------ Estratto del discorso ------

Riforma costituzionale: le ragioni di un Sì
Senato della Repubblica, 20 gennaio 2016 – Ho chiesto di intervenire nella discussione generale sul disegno di legge di riforma costituzionale oggi all’esame del Senato per la seconda deliberazione parlamentare per testimoniare le ragioni del mio voto favorevole.
Da quando sono entrato in Parlamento, nel 1983, la discussione pubblica sulle riforme costituzionali, peraltro avviata già a partire dagli anni ’70, ha avuto al centro il tema del superamento del bicameralismo paritario, che ha rappresentato una costante del dibattito ed è stato oggetto di molteplici tentativi di revisione.
Ricordo, in proposito, l’istituzione della Commissione Bozzi, proprio nel 1983, e i successivi tentativi che hanno occupato il Parlamento nel corso di questi trent’anni: la Commissione De Mita – Iotti nella XII legislatura, la Commissione D’Alema nella XIII legislatura, nella quale si riuscì soltanto a riformare il Titolo V della Costituzione.
Ricordo, inoltre, il tentativo di revisione costituzionale approvato dalle Camere nella XIV legislatura, ma non confermato dal referendum, come pure i tentativi di revisione costituzionale avviati e non conclusi nella XV e nella XVI legislatura.
Nel corso quindi degli ultimi trent’anni, le istanze riformatrici più avanzate che hanno attraversato il dibattito di politica costituzionale si sono orientati in maniera decisa verso un modello di bicameralismo differenziato, in linea con i modelli parlamentari di altri ordinamenti costituzionali europei, nei quali le seconde Camere svolgono funzioni diverse rispetto alle Camere politiche e seguono criteri di composizione differenziati.

------

*Esercizio 1*:
Ricopia dal discorso sulla riforma costituzionale il brano che si apre con le parole contenenti "Ricordo, inoltre, il" e si chiude con "di composizione differenziati.".
*Esercizio 2*:
Secondo il discorso sulla riforma costituzionale, in che anno chi parla è entrato in Parlamento?
*Esercizio 3*:
Spiega in una o due frasi perché, secondo il discorso sulla riforma costituzionale, chi parla ha chiesto di intervenire nella discussione generale al Senato.
I record non hanno alcun ruolo in questo lavoro.

------ Dati forniti ------

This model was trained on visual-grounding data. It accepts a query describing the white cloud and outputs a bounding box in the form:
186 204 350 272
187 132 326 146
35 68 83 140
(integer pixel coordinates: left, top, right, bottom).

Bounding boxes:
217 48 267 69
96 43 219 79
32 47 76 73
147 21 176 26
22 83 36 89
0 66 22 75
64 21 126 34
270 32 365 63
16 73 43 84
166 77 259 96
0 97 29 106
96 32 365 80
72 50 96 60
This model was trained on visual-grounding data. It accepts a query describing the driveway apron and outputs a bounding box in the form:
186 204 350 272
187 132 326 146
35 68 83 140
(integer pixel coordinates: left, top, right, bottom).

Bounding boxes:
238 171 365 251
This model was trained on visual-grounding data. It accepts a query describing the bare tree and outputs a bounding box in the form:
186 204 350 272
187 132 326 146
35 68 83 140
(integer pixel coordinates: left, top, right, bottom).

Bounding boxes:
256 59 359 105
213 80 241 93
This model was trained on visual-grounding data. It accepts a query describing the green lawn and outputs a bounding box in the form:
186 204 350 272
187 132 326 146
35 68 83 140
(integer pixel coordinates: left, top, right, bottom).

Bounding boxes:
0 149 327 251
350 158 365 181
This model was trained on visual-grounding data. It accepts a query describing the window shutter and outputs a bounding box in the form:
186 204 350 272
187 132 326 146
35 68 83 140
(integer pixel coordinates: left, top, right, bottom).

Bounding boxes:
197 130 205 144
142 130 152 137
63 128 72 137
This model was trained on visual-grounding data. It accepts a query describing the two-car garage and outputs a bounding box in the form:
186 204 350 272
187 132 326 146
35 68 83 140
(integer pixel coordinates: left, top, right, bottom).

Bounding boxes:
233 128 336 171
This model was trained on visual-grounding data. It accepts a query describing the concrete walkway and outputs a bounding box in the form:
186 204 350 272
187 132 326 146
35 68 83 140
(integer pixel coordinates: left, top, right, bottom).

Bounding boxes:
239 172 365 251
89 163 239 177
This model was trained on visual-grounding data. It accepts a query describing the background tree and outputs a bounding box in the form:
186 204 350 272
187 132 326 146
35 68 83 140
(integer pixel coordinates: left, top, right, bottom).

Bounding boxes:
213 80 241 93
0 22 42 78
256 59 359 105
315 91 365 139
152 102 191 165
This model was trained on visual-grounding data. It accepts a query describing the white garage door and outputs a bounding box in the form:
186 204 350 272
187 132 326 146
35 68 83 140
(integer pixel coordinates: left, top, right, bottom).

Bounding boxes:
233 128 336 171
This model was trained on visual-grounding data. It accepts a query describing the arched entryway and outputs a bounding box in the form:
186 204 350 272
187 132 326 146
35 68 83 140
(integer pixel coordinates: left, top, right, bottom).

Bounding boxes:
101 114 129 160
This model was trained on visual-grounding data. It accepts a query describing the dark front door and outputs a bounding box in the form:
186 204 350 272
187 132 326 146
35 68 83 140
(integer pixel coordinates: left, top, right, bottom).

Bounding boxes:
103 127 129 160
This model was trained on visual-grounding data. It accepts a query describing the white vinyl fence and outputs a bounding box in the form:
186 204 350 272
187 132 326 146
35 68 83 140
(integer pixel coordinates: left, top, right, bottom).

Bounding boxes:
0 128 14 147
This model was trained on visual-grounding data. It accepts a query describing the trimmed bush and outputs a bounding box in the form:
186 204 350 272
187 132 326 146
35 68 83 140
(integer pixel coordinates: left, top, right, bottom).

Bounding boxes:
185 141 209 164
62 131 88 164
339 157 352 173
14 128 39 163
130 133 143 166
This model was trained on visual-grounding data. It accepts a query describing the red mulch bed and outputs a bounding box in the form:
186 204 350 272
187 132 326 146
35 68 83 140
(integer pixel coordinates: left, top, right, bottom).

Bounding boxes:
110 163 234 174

------

*Soluzione 1*:
Ricordo, inoltre, il tentativo di revisione costituzionale approvato dalle Camere nella XIV legislatura, ma non confermato dal referendum, come pure i tentativi di revisione costituzionale avviati e non conclusi nella XV e nella XVI legislatura.
Nel corso quindi degli ultimi trent’anni, le istanze riformatrici più avanzate che hanno attraversato il dibattito di politica costituzionale si sono orientati in maniera decisa verso un modello di bicameralismo differenziato, in linea con i modelli parlamentari di altri ordinamenti costituzionali europei, nei quali le seconde Camere svolgono funzioni diverse rispetto alle Camere politiche e seguono criteri di composizione differenziati.

*Soluzione 2*:
Nel 1983.

*Soluzione 3*:
Chi parla ha chiesto di intervenire per testimoniare le ragioni del proprio voto favorevole al disegno di legge di riforma costituzionale. Il disegno di legge era all'esame del Senato per la seconda deliberazione parlamentare.